◆ **Task statement**:
Duplicate the lines of the entries below, starting at the line that contains "Call locate_point to put a point on the blurred" and continuing through the end of the entries, both ends included. Copy every character exactly, and reproduce only those lines.

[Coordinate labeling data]
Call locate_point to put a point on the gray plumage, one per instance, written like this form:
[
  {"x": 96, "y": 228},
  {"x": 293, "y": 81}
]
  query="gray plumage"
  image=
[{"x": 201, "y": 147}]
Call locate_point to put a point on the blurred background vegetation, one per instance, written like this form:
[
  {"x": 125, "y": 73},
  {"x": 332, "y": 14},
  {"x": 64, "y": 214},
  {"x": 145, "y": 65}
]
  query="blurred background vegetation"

◆ **Solution**:
Call locate_point to put a point on the blurred background vegetation, one per instance, written like this form:
[
  {"x": 125, "y": 73},
  {"x": 332, "y": 14},
  {"x": 64, "y": 214},
  {"x": 145, "y": 65}
]
  query="blurred background vegetation"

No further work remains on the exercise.